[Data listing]
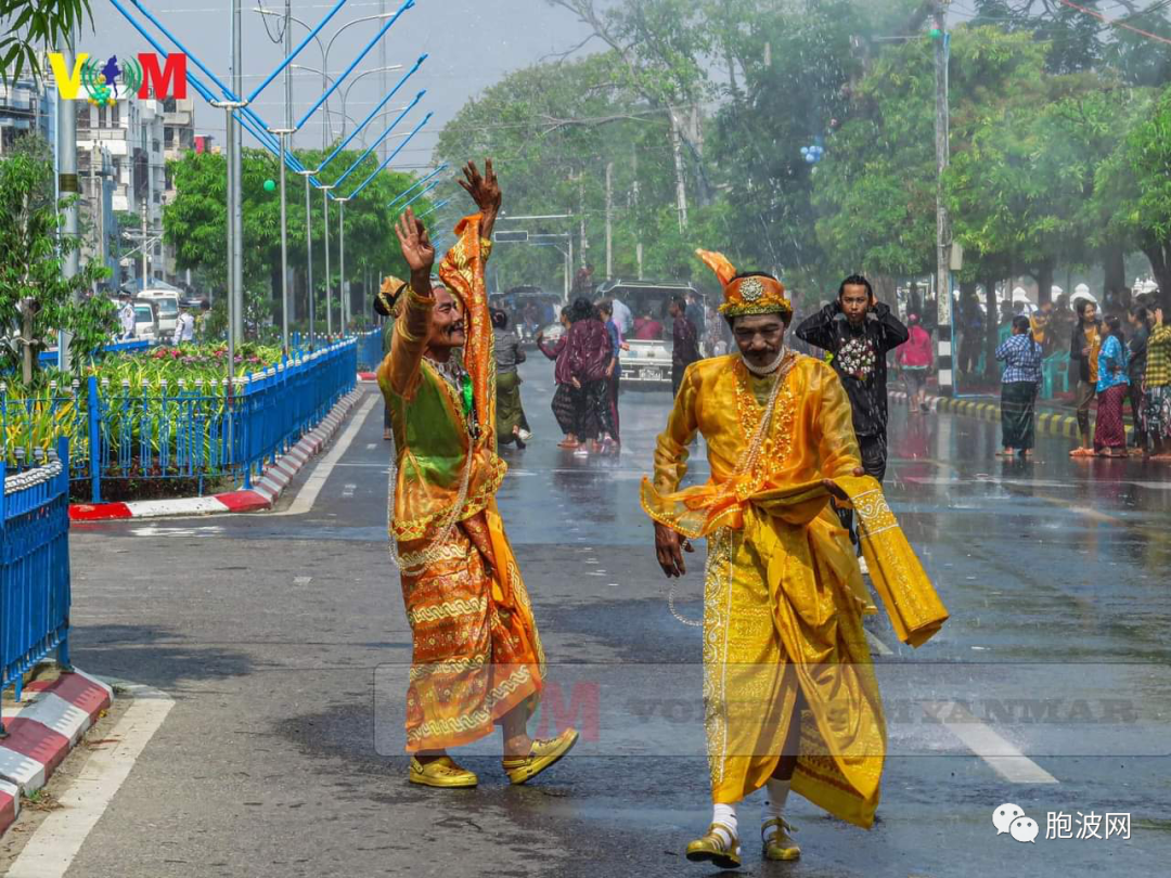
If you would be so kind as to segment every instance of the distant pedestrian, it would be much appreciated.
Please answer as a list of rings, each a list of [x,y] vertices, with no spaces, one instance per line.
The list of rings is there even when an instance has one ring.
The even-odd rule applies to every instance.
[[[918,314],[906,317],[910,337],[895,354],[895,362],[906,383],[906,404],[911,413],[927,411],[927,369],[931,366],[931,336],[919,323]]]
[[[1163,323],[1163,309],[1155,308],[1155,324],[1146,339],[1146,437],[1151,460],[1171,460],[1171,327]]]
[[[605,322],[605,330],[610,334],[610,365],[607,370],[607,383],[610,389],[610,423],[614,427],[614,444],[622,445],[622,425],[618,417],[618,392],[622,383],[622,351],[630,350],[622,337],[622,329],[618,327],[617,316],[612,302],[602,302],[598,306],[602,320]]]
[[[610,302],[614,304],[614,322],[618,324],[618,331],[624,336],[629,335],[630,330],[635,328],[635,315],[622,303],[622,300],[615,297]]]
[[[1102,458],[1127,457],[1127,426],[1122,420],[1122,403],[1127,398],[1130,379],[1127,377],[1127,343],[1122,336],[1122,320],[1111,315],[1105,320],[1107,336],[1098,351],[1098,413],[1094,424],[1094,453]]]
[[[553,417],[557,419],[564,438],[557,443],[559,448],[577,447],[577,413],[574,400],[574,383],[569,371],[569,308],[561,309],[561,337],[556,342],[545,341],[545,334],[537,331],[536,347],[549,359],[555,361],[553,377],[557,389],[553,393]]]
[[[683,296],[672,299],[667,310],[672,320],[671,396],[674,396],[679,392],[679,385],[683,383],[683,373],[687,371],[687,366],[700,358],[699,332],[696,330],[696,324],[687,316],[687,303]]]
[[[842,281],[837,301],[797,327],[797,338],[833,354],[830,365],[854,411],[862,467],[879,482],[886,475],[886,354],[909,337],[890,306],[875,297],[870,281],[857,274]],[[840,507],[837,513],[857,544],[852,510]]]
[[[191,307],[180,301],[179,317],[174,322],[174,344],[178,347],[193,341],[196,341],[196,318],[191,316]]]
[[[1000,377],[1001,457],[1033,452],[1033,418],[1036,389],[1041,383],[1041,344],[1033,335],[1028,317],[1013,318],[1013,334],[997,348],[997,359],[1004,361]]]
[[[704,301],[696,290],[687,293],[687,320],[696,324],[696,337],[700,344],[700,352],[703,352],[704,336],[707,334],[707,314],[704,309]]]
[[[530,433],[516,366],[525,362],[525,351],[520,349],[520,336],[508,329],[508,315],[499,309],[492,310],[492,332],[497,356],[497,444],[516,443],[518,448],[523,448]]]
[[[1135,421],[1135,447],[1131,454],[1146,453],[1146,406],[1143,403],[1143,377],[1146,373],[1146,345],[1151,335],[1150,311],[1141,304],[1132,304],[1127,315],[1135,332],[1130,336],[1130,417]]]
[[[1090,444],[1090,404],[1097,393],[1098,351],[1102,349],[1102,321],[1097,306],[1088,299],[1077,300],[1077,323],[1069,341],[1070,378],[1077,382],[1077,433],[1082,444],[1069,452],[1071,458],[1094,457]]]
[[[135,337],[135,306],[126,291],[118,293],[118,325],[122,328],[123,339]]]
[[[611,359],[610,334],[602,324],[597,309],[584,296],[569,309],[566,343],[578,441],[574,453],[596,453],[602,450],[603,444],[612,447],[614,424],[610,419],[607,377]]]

Prompt: Gather every line in the data listing above that contains the string "even". Case counts.

Expected answer:
The list of rings is there even when an instance has one ring.
The even-odd rule applies to every instance.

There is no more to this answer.